[Region segmentation data]
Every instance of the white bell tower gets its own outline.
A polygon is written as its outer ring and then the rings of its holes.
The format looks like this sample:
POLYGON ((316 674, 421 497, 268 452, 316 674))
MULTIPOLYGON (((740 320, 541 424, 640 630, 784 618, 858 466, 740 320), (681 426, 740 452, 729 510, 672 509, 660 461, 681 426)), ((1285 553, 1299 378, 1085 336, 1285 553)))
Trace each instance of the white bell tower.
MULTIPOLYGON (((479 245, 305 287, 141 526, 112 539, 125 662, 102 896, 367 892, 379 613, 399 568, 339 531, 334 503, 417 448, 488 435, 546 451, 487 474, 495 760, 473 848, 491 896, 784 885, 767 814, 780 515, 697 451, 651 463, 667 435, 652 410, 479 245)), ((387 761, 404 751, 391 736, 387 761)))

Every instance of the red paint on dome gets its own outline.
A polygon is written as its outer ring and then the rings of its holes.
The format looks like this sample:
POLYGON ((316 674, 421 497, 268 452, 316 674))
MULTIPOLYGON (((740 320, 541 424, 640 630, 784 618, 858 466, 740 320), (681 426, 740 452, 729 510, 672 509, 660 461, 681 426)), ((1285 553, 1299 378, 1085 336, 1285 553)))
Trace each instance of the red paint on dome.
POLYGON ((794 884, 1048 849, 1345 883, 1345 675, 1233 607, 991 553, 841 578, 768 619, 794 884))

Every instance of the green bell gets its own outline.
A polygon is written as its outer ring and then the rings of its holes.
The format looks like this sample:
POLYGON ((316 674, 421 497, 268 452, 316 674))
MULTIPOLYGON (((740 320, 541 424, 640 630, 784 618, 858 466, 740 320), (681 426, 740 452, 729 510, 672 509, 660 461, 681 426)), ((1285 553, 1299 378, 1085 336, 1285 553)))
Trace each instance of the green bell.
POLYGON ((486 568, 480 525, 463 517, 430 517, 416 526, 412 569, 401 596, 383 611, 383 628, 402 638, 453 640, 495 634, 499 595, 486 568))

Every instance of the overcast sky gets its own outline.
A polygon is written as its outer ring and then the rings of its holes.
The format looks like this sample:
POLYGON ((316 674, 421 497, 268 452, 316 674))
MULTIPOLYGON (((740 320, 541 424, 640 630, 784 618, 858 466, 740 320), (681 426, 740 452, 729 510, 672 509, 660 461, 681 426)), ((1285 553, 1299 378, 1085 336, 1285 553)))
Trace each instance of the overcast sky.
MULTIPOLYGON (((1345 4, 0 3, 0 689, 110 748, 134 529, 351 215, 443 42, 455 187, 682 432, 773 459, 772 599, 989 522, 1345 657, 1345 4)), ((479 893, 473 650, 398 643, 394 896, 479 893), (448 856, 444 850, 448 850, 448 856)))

→ **What the task requires**
Reproduce verbatim the lines from the one containing "Every instance of the overcast" through the end of the rows, including both ends.

→ **Exercise result**
Every instance of the overcast sky gets its own outline.
A polygon is written as its outer ring and then the rings of its holes.
The format looks like this sample:
POLYGON ((316 674, 421 497, 268 452, 316 674))
MULTIPOLYGON (((740 320, 541 424, 640 630, 784 618, 858 466, 740 320), (681 426, 740 452, 729 510, 672 509, 660 461, 681 426)), ((1285 553, 1299 378, 1085 336, 1285 553)))
Trace each instance of the overcast sky.
MULTIPOLYGON (((1345 4, 0 3, 0 689, 110 748, 134 529, 351 215, 443 42, 455 187, 682 432, 773 459, 772 599, 989 522, 1345 657, 1345 4)), ((479 893, 473 650, 398 643, 394 896, 479 893), (448 856, 444 850, 448 850, 448 856)))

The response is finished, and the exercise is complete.